LESETEXT:
--

Gentech-Gegner drohen mit Boykott: Schavans Runder Tisch zu unkritisch
Biobauern und Umweltschützer fordern nach dem ersten Runden Tisch der Forschungsministerin mehr kritische Stimmen. Als Feigenblatt wollen sie nicht dienen.
BERLIN taz | Umweltschützer und Biobauern drohen mit einem Boykott des Runden Tisches zur Agro-Gentechnik, den Forschungsministerin Annette Schavan (CDU) initiiert hat. "Wenn die nächste Runde nicht ausgewogener zusammengesetzt ist, hat es keinen Sinn dahin zu gehen", sagte Vizepräsident Hartmut Vogtmann vom Dachverband der Natur- und Umweltschutzverbände DNR nach dem ersten Treffen am Mittwoch. Ähnlich äußerte sich Felix Prinz zu Löwenstein, der den Bund Ökologische Lebensmittelwirtschaft (BÖLW) leitet.
Schavan hatte den Runden Tisch vorgeschlagen, nachdem Agrarministerin Ilse Aigner (CSU) den kommerziellen Anbau der Genmaissorte MON810 des US-Herstellers Monsanto wegen möglicher Risiken für die Umwelt verboten hatte. Für Schavan - eine ausgewiesene Befürworterin der Gentechnik in der Landwirtschaft - war das ein Affront. Sie will verhindern, dass die Technologie in Deutschland einen dauerhaften Rückschlag erleidet.
Schließlich ist MON810 die einzige gentechnisch veränderte Pflanze, die in der Europäischen Union für den kommerziellen Anbau zugelassen ist. Mit dem Runden Tisch wollte Schavan die Diskussion nach eigenen Worten "versachlichen".
Doch zu dem Treffen in Berlin hatte die Forschungsministerin gemeinsam mit Aigner laut BÖLW nur sechs Kritiker der Gentechnik eingeladen. Die übrigen etwa 25 Teilnehmer waren vor allem Gentechnik-freundliche Forscher und Vertreter der Industrie.

--

GEGEBENE INFORMATIONEN:
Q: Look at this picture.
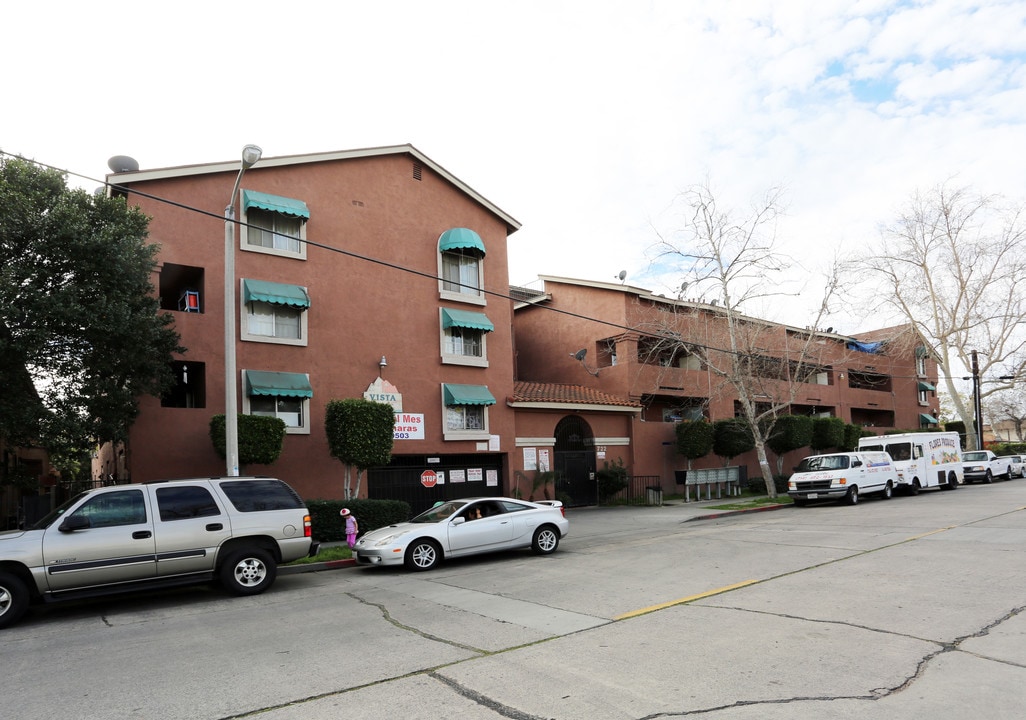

--

ARBEITSAUFTRÄGE:
[a] Gib aus dem Lesetext wortgetreu den Teil aus, der mit „Schavan hatte den“ anfängt und bis einschließlich „Vertreter der Industrie.“ weitergeht.
[b] Zähl alle Personen auf, die im Lesetext mit Namen genannt werden.
[c] Schreib den Artikel über den Runden Tisch zur Gentechnik nach seinem letzten Satz weiter.
Das Material spielt hierfür keine Rolle.

LÖSUNGEN:
[a]
Schavan hatte den Runden Tisch vorgeschlagen, nachdem Agrarministerin Ilse Aigner (CSU) den kommerziellen Anbau der Genmaissorte MON810 des US-Herstellers Monsanto wegen möglicher Risiken für die Umwelt verboten hatte. Für Schavan - eine ausgewiesene Befürworterin der Gentechnik in der Landwirtschaft - war das ein Affront. Sie will verhindern, dass die Technologie in Deutschland einen dauerhaften Rückschlag erleidet.
Schließlich ist MON810 die einzige gentechnisch veränderte Pflanze, die in der Europäischen Union für den kommerziellen Anbau zugelassen ist. Mit dem Runden Tisch wollte Schavan die Diskussion nach eigenen Worten "versachlichen".
Doch zu dem Treffen in Berlin hatte die Forschungsministerin gemeinsam mit Aigner laut BÖLW nur sechs Kritiker der Gentechnik eingeladen. Die übrigen etwa 25 Teilnehmer waren vor allem Gentechnik-freundliche Forscher und Vertreter der Industrie.

[b] Annette Schavan, Hartmut Vogtmann, Felix Prinz zu Löwenstein, Ilse Aigner

[c]
Entsprechend harsch fiel die Kritik von BÖLW und DNR aus: Ein Vorstandsmitglied des Chemiekonzerns BASF habe "einen Werbevortrag" für die Technologie gehalten, sagte Löwenstein. "Das klang mir nicht nach Dialog." Vogtmann nannte die Referate "einseitig": "Ich wäre beinahe rausgegangen."
Besonders ärgert die beiden, dass Schavan die Frage in den Mittelpunkt stellte, "Welchen Beitrag die Gentechnik zur Ernährung der wachsenden Weltbevölkerung leisten" könne. Dabei hatte sie kein einzige Entwicklungsorganisationen wie Misereor oder EED einzuladen. Doch diese könnten am besten beurteilen, wie sich die Gentechnik auf Kleinbauern und Ernährungssicherheit in Entwicklungsländern auswirke.
Für Schavan war das Gespräch dennoch ein "gelungener Auftakt für einen neuen Dialog über eine wichtige Zukunftstechnologie". Es gebe "kein schlichtes 'Weiter so!'" Die Ministerin forderte, dass die deutsche Forschung international besser aufgestellt werden müsse. Die Bedenken müssten aber auch ernst genommen werden.
Agrarministerin Aigner kündigte an, beim nächsten Termin solle es um die Erforschung der Risiken der Gentechnik gehen. Das Treffen wird voraussichtlich im Juli stattfinden.